» **Work required**
Please rewrite the whole listing below as a numbered list, with no blank lines. Leave the pictures out of your answer.

» **Excerpted records**
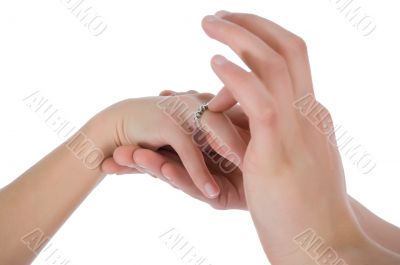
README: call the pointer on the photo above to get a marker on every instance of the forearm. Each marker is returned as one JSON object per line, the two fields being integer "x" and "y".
{"x": 382, "y": 232}
{"x": 45, "y": 196}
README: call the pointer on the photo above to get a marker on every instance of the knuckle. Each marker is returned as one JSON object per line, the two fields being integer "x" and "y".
{"x": 267, "y": 116}
{"x": 296, "y": 46}
{"x": 205, "y": 96}
{"x": 276, "y": 65}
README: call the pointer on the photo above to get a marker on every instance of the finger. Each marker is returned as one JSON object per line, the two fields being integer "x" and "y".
{"x": 257, "y": 103}
{"x": 223, "y": 101}
{"x": 109, "y": 166}
{"x": 284, "y": 42}
{"x": 193, "y": 161}
{"x": 220, "y": 131}
{"x": 174, "y": 93}
{"x": 123, "y": 155}
{"x": 226, "y": 103}
{"x": 258, "y": 56}
{"x": 238, "y": 117}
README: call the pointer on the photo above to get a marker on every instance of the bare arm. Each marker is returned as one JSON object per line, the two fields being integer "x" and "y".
{"x": 44, "y": 196}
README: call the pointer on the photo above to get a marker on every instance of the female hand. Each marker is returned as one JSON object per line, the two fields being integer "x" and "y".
{"x": 293, "y": 176}
{"x": 166, "y": 164}
{"x": 157, "y": 122}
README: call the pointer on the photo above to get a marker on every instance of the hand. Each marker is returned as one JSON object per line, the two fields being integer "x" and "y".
{"x": 293, "y": 176}
{"x": 133, "y": 159}
{"x": 157, "y": 122}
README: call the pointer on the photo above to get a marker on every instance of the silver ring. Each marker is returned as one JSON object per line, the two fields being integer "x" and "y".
{"x": 197, "y": 115}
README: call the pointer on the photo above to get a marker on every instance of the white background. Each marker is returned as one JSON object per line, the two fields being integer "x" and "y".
{"x": 153, "y": 45}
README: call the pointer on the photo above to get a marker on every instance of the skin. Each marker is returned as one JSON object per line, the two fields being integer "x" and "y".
{"x": 232, "y": 192}
{"x": 270, "y": 177}
{"x": 28, "y": 204}
{"x": 278, "y": 176}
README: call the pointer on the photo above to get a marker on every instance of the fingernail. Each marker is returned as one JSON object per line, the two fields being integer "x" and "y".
{"x": 211, "y": 190}
{"x": 222, "y": 13}
{"x": 219, "y": 60}
{"x": 210, "y": 18}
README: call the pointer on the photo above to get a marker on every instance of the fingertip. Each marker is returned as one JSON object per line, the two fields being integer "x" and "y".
{"x": 167, "y": 93}
{"x": 222, "y": 13}
{"x": 123, "y": 155}
{"x": 218, "y": 60}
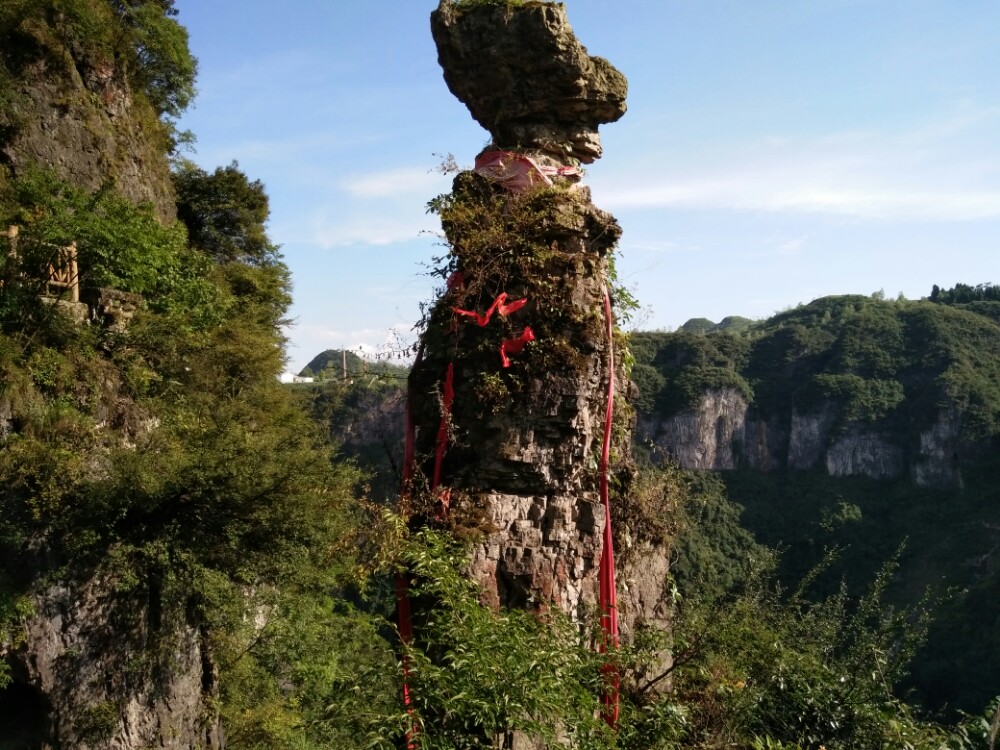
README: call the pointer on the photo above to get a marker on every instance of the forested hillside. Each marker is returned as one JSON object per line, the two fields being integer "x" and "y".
{"x": 194, "y": 556}
{"x": 915, "y": 380}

» **Reply**
1. README: call the pointer on the photo above to get a marker on every instance of the forearm. Each marker is returned as one JSON object per line, the two fields being integer "x" and "y".
2. {"x": 382, "y": 232}
3. {"x": 45, "y": 196}
4. README: call the pointer on the photo above to get a marker on every instance of the knuckle. Each marker is returned as one JSON object per line, the two fields being integer "x" and "y".
5. {"x": 267, "y": 116}
6. {"x": 296, "y": 46}
7. {"x": 205, "y": 96}
8. {"x": 276, "y": 65}
9. README: call the pointer on the photo above to get a marker on every instance of the finger. Each marker is returned as one JSON object per line, the two fields being integer "x" and "y".
10. {"x": 257, "y": 103}
11. {"x": 223, "y": 101}
12. {"x": 109, "y": 166}
13. {"x": 284, "y": 42}
14. {"x": 193, "y": 161}
15. {"x": 220, "y": 131}
16. {"x": 174, "y": 93}
17. {"x": 123, "y": 155}
18. {"x": 226, "y": 103}
19. {"x": 258, "y": 56}
20. {"x": 238, "y": 117}
21. README: call the pointer on the photo above to get a marker on every instance of the bare arm. Each marker is returned as one JSON object per line, the two fields being integer "x" and "y".
22. {"x": 44, "y": 196}
23. README: call the pointer on the photo above to get a marker on every instance of the female hand. Each marker is returned as one JSON object per line, the two fields being integer "x" and "y".
24. {"x": 293, "y": 176}
25. {"x": 166, "y": 164}
26. {"x": 157, "y": 122}
27. README: call the pointer on the photo above to get a marker on every instance of the hand. Each marker is returned as one JSON object per line, the two fields being integer "x" and "y".
28. {"x": 293, "y": 176}
29. {"x": 133, "y": 159}
30. {"x": 157, "y": 122}
31. README: call the pointer on the photo above to get a marker on every instance of the silver ring. Each marker is returned as one JSON object per line, the two fields being integer "x" and "y".
32. {"x": 197, "y": 115}
33. README: call the pointer on the photo above to get a marker on every instance of the white background. Each marker is returned as one JSON object per line, the two fields being integer "x" and "y".
34. {"x": 153, "y": 45}
35. README: call the pointer on the photo above to get a marker on every instance of the skin. Each marker is returned as one JSON object per line, the two fields being integer "x" and "y".
36. {"x": 232, "y": 192}
37. {"x": 270, "y": 177}
38. {"x": 28, "y": 204}
39. {"x": 278, "y": 176}
40. README: call the pointer on the photo above to get a marker on every instance of the fingernail. Each marker is returned as one JSON object per line, the two fields being integer "x" and "y".
41. {"x": 211, "y": 190}
42. {"x": 222, "y": 13}
43. {"x": 219, "y": 60}
44. {"x": 210, "y": 18}
45. README: call the pointer on the photo above to get a marker on every instance of the fingertip. Each marker is returned as one JSON object per line, the two fields being integer "x" and "y".
46. {"x": 167, "y": 93}
47. {"x": 222, "y": 13}
48. {"x": 123, "y": 155}
49. {"x": 218, "y": 60}
50. README: call the pointer on the photo above to get a marker on every instance of the forested hillside. Each marker is returned as one JSON object per line, the two fields being integer "x" and "y".
51. {"x": 194, "y": 556}
52. {"x": 915, "y": 380}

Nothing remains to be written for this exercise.